◆ REQUIRED ACTIONS ◆
A - Answer these from the snow disaster passage:
(i) What average elevation does it give for the Qinghai-Tibetan Plateau?
(ii) In which seasons does snow disaster often happen in the pastoral areas of Central Asia and East Asia?
(iii) How much snow cover, lasting how long, makes livestock foraging extremely difficult?
B - Pick up the passage on snow disaster over the Qinghai-Tibetan Plateau after its last sentence and write the next part.

◆ PAGE EXCERPT ◆
☆ ☆ ☆ ☆ ☆
Snow disaster, a type of meteorological or cryospheric disaster is among the growing major natural disasters especially with increasing uncertainties and fluctuations under accelerating global warming (Qin 2015; Wei et al. 2017). In pastoral areas of Central Asia and East Asia, snow disaster often happened in winter and spring, especially when combined with other ecological and/or socioeconomic stressors, can have disastrous impact on the livelihoods of local herders (Fernandez-Gimenez et al. 2012; Li et al. 2018). China has the most abundant grassland and livestock resource in the world, in which the TP’s animal husbandry is a dominant and traditional source of livelihood and income and it has a higher proportion in the economic structure (Dong and Sherman 2015). The average elevation in the Qinghai-Tibetan Plateau (QTP) is more than 4000 m and annual mean temperature is below 0 °C in most areas, thus it forms a typical plateau subterranean zone and plateau cold zone climate type. This climate background breeds plateau tundra, alpine meadow and alpine grassland-based vegetation type. Pasture grass is mainly composed of Kobresia Kobresia plant, mainly including kobresiapygmaea, K. humilis, K. capillifolia and pasture grass is generally short and small. When snow cover is more than 3 cm and maintains 4–6 days or more in winter and spring, the livestock foraging is extremely difficult (Zhao 2009). With accelerating climatic changes, more and more evidences have demonstrated that the frequency and damage of the SD have increased gradually over the QTP in the past decades (Wang et al. 2014; Qin 2015).
☆ ☆ ☆ ☆ ☆
Dataset lines about object locations
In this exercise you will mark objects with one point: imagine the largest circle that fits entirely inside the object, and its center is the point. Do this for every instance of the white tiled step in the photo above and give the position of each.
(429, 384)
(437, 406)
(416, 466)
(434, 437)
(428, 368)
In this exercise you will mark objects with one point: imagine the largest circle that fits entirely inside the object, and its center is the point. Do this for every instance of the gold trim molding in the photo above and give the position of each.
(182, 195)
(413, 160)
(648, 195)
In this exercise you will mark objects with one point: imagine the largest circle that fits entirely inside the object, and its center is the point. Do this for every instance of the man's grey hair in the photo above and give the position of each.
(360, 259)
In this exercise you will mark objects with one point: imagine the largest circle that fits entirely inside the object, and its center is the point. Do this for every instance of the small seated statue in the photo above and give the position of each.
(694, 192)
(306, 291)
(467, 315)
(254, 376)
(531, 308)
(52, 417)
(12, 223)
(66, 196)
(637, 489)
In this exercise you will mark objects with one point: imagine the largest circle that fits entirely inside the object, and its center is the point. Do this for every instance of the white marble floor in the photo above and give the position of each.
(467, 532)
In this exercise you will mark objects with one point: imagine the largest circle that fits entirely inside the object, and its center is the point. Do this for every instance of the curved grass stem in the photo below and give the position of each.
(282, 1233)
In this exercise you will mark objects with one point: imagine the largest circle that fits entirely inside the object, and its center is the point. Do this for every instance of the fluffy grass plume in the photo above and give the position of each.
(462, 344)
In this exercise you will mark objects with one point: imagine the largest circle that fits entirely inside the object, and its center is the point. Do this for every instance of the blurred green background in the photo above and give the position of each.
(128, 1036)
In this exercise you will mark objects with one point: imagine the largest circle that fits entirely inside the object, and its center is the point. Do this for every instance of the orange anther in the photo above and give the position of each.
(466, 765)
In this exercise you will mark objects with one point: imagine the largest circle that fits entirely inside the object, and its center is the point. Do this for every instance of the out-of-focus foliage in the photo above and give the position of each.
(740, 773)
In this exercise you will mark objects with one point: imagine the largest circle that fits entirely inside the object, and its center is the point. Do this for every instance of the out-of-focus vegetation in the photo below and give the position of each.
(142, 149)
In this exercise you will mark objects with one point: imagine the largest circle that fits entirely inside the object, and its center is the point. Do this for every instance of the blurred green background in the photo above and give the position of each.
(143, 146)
☆ ☆ ☆ ☆ ☆
◆ TASK-BY-TASK OUTPUTS ◆
A -
(i) More than 4000 m.
(ii) Winter and spring.
(iii) More than 3 cm, lasting 4–6 days or more in winter and spring.

B -
Currently, the research of global change risk has begun to develop toward the direction of integrated interdisciplinary research among natural, social science and policy-driven, which aims to provide important information and specific proposals by reducing risk, enhancing adaptability, implementing adaptation strategies for different interest groups and policy makers (Turner et al. 2003; Fussel and Klein 2006; Ziad and Amjad 2009; Martens et al. 2009). Similarly, the occurrence of the SD is due to both natural and social factors and by their interactions. Natural system risks involve snowfall event, snow depth, snow cover day, low temperature, pasture grass type and height, NDVI, while social system risks include composition or structure of livestock herds, balance status between grass and livestock, forage stock, SD insurance, livestock health status, disaster prevention and mitigation level, regional economic development level. Integrated risk assessment of the SD means a prediction of the likelihood of snow cover event and its disaster loss to disaster bearing areas. The SD risks not only include the hazard of snowfall event and grass yield but also involve relational vulnerability and adaptability of exposed elements. However, the previous study mainly took snow depth, snow duration, and low temperature days as an assessment criterion of integrated risk of the SD or replaced the integrated risk with a disaster loss. Although several past studies have analysed social vulnerability of herder communities to climate variability and change (Fu et al. 2012; Wang et al. 2014), less researches considered or analysed synthetically and quantificationally exposure, vulnerability degree of exposed elements, and adaptability in risk assessment process of the SD. At present, a methodology system on integrated risk assessment of the SD and risk zoning and management has not yet formed.

This article took the QTP as a typical case area, analysed spatiotemporal characteristics of historical SD, snowfall events and their relationship, took into overall consideration and coordinated hazard, exposure, vulnerability and adaptation risk of the SD, selected accumulated snow depth, snow cover days, low temperature days and NDVI, overload rate, proportion of sheep to the total number of livestock, net income of farmers and herdsmen, and investment in fixed assets per capita as the key driving factors of the SD formation, evaluated systematically integrated SD risk level using logistic regression method and ArcGIS and SPSS software tool, and put forward corresponding management and controlling plans over the QTP. This study not only plays an important role in reducing disaster loss and ensuring sustainable development of animal husbandry in the global pastoral area but also provides scientific basis for worldwide disaster prevention and mitigation departments to develop pre-disaster prevention planning, post-disaster relief and recovery decision-making.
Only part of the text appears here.